# Your task:
Copy the following items word for word, beginning at the line containing "locate the mountain" and continuing through the line containing "[98,126,244,162]", with both of those lines included.

--- START Input records ---

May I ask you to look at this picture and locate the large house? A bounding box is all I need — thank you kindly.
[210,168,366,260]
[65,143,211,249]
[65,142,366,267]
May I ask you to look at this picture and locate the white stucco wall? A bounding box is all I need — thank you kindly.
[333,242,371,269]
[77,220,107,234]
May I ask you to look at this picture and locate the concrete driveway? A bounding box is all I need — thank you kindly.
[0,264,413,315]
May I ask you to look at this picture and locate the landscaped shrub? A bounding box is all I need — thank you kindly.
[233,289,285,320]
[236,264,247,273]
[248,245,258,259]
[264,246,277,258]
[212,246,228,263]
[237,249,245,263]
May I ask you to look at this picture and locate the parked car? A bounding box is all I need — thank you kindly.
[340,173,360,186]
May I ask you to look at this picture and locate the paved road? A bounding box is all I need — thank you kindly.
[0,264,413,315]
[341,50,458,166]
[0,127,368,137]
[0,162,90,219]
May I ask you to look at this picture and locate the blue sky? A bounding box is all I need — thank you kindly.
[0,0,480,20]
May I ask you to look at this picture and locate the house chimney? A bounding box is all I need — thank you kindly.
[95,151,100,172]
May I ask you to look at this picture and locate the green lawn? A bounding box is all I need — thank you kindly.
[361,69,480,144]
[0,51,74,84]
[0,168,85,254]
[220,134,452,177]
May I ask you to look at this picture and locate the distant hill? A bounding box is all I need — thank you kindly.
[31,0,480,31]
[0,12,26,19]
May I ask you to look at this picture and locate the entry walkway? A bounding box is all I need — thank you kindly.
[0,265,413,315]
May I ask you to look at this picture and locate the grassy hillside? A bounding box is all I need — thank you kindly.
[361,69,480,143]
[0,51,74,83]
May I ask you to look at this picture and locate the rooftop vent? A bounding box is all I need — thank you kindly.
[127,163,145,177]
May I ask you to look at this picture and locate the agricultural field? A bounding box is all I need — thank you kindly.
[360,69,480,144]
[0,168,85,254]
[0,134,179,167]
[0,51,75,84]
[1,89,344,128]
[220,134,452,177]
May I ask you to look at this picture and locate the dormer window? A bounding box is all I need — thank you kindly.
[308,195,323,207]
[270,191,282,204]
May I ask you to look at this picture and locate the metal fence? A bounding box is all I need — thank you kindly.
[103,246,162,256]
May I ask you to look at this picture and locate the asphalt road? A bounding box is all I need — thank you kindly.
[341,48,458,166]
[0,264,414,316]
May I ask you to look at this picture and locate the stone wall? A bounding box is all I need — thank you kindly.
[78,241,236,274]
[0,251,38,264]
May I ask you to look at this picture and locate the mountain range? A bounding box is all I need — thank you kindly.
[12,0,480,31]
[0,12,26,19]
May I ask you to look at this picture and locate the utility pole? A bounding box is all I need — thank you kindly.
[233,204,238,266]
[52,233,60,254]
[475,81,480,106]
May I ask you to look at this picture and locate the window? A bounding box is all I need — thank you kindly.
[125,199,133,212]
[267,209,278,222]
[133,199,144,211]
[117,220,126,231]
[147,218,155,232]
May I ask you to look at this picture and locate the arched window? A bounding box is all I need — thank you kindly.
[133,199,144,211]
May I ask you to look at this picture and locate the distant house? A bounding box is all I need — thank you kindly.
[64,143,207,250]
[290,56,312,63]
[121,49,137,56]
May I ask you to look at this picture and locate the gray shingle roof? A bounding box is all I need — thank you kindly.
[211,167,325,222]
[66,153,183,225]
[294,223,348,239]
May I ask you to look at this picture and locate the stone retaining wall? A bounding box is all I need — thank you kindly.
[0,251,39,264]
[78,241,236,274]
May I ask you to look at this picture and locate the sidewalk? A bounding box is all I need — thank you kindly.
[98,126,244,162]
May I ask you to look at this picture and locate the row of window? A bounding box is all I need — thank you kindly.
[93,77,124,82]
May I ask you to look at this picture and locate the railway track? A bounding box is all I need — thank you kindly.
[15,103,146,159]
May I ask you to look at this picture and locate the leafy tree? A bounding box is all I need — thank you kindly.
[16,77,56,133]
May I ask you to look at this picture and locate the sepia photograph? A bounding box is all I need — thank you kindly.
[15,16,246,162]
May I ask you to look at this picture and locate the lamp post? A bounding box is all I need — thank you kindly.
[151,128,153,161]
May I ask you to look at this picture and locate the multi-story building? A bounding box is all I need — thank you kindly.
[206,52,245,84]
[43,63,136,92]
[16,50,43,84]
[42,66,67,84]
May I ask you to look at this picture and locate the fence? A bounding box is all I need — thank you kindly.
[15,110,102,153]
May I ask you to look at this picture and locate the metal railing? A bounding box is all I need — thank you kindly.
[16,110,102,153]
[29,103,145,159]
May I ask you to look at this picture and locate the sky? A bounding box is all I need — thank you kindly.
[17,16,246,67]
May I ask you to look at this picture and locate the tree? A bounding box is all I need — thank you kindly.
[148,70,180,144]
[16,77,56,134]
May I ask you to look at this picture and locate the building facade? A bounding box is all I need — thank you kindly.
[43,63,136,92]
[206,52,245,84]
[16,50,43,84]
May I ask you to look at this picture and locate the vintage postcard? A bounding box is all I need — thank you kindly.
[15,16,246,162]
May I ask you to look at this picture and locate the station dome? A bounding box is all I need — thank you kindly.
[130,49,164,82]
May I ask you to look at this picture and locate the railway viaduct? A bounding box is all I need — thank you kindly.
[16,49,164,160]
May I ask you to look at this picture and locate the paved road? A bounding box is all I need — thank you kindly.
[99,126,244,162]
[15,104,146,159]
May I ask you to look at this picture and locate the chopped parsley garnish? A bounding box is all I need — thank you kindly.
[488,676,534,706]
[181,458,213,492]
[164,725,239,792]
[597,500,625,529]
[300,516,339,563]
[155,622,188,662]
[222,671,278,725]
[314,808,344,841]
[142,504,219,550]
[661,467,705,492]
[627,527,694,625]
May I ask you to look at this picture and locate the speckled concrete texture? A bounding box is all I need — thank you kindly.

--- END Input records ---

# Exercise result:
May I ask you to look at this picture and locate the mountain range? A bounding box is all I need — thank you kindly.
[12,0,480,31]
[0,12,26,19]
May I ask you to look at this picture and locate the utility pole? A bounding box is all I need — thank you kindly.
[233,204,238,266]
[52,233,60,254]
[475,81,480,106]
May I ask you to look at this picture and locate the window? A bounding box is all I need — thank you kindly.
[125,199,133,212]
[267,209,278,222]
[133,199,144,211]
[117,220,126,231]
[147,218,155,232]
May I ask you to look at this picture and locate the arched window? A bounding box is all I need — thank you kindly.
[133,199,144,211]
May I ask you to look at this picture and locate the distant house? A bounding box is all I need — thank you kindly.
[64,143,207,250]
[290,56,312,63]
[121,49,137,56]
May I ask you to look at this picture and locate the gray shingle roof? A bounding box is all I need — thank you kindly.
[211,167,325,222]
[66,153,183,225]
[294,223,348,239]
May I ask you to look at this picture and locate the stone retaining wall? A bounding box is all I need — thank you kindly.
[0,251,39,264]
[78,241,236,274]
May I ask you to look at this picture and locate the sidewalk? A bounding box is all I need — thank you kindly.
[98,126,244,162]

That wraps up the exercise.